Document segment =>
::::
Sunday, February 26, 2012

Bacon Roasted Butternut Squash Soup

This recipe jumped off the pages of a cookbook that my mom gave me. The cookbook basically takes some of the best recipes out there from lots of different chefs, and compiles them into one. So, when I saw this one, which gave me yet ANOTHER way to work bacon into my food, I had to try it. 

This was very good. The bacon gave the squash just a little smokiness, and was a nice tasty thing to crumble over the top before eating. It had just a little bit of sweetness, and creamy richness. Make sure you give yourself enough time to thoroughly roast your squash...mine took about 50 minutes to get to a stage where I'd be able to easily scoop it out and actually want to eat it. 

After that part, the soup comes together very quickly. It makes awesome leftovers and can be stored in the freezer for about a month.
::::
Provided material =>
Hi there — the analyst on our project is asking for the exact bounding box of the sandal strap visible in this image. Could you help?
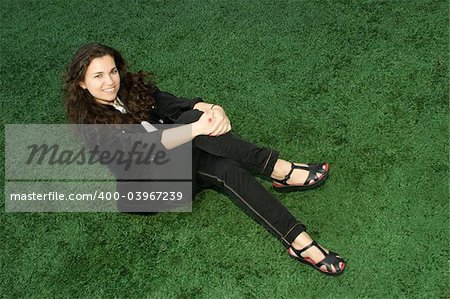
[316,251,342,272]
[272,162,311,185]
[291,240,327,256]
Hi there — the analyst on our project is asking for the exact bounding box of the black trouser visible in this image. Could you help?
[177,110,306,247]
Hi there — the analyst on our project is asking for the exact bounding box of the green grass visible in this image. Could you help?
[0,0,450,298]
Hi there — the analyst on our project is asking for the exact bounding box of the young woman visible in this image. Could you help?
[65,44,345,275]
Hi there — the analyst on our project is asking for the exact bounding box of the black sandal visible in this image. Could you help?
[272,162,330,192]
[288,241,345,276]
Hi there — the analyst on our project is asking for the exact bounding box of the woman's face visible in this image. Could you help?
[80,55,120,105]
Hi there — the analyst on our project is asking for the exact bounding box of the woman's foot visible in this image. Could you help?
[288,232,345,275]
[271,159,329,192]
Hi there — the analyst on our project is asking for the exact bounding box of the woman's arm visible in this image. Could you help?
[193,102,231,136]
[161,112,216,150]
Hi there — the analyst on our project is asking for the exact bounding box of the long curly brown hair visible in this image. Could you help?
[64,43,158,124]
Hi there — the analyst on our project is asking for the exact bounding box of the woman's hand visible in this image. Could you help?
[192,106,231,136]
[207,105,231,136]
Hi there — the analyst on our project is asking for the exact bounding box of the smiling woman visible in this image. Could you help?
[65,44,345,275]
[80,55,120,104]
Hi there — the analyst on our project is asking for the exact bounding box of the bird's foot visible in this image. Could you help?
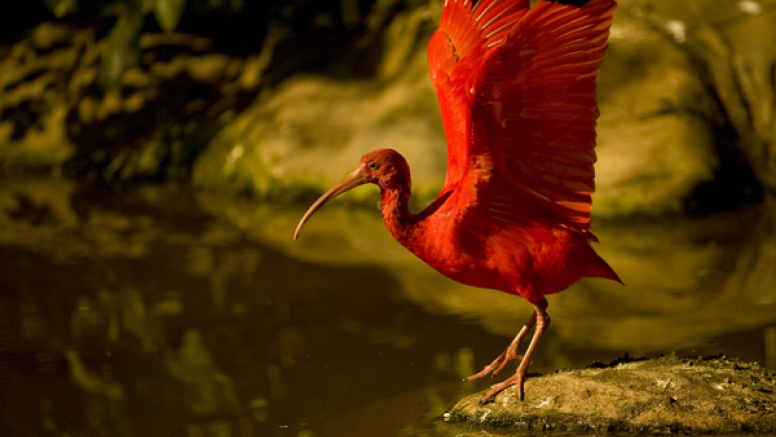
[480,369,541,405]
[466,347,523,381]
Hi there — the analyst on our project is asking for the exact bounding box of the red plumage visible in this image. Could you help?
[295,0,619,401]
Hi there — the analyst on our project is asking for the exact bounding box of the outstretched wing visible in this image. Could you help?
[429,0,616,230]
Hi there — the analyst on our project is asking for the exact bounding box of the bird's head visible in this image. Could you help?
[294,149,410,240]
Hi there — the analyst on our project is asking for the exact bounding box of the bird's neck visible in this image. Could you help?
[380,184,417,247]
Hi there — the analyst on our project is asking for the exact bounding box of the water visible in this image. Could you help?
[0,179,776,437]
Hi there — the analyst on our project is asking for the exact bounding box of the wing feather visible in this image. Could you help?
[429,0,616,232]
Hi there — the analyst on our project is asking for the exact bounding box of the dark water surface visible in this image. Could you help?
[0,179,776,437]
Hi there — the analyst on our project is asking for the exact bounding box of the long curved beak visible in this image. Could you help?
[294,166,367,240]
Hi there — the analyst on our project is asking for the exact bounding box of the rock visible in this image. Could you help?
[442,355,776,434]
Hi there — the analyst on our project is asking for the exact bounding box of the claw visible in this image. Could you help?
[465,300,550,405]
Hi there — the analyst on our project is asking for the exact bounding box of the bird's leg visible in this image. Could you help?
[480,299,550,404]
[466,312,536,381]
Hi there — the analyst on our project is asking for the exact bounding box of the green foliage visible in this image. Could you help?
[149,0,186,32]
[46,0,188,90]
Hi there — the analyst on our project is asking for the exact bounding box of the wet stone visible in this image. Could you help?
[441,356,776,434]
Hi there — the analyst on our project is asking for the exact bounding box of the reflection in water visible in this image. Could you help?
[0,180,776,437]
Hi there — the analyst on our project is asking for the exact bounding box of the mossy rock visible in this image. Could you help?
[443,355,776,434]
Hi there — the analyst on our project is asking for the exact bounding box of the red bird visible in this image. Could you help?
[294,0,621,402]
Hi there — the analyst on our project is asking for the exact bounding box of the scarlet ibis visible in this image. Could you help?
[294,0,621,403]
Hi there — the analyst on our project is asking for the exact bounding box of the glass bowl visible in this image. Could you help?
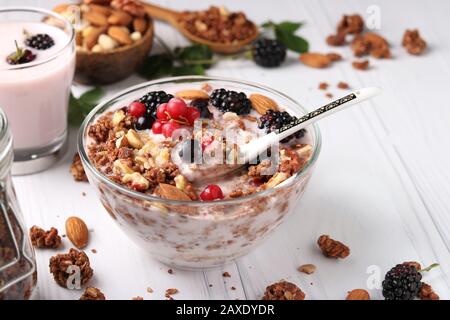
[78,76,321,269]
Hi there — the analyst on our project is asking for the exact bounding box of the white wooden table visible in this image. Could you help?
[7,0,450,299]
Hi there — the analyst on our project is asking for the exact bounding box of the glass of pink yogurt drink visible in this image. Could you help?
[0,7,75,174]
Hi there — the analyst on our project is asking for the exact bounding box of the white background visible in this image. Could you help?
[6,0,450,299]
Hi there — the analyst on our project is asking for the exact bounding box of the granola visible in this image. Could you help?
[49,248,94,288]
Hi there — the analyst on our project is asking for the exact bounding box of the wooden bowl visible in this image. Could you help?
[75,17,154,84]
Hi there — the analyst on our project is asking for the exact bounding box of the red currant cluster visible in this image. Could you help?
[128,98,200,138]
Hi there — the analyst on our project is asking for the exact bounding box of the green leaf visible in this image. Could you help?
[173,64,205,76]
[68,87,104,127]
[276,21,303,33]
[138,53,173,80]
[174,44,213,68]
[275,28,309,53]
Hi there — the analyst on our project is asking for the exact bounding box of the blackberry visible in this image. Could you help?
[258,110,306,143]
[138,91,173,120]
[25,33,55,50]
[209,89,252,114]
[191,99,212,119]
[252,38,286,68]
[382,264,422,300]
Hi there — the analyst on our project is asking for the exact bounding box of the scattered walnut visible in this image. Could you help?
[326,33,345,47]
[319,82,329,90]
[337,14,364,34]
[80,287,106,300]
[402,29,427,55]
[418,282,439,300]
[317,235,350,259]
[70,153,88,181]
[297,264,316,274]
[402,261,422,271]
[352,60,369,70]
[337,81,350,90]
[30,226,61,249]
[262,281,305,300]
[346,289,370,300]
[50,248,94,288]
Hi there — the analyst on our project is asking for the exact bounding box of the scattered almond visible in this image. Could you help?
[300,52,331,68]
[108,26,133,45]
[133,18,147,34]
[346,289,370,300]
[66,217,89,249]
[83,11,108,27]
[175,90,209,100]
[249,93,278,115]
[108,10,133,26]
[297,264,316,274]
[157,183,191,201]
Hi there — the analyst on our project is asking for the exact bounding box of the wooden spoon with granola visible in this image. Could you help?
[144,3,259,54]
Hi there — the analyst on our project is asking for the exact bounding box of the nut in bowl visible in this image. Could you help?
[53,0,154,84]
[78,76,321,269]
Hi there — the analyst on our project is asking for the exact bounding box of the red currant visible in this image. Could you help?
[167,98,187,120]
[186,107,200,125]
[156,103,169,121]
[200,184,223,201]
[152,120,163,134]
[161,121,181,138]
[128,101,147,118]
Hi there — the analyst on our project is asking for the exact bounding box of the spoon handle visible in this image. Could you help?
::::
Set problem 1 =>
Return, word for word, the part of the squash soup post that opens with the words containing "Bacon Roasted Butternut" and closes with "had to try it.".
Set problem 2 =>
According to the squash soup post, how long can the soup be kept in the freezer?

Complete response 1 =>
Bacon Roasted Butternut Squash Soup

This recipe jumped off the pages of a cookbook that my mom gave me. The cookbook basically takes some of the best recipes out there from lots of different chefs, and compiles them into one. So, when I saw this one, which gave me yet ANOTHER way to work bacon into my food, I had to try it.

Complete response 2 =>
About a month.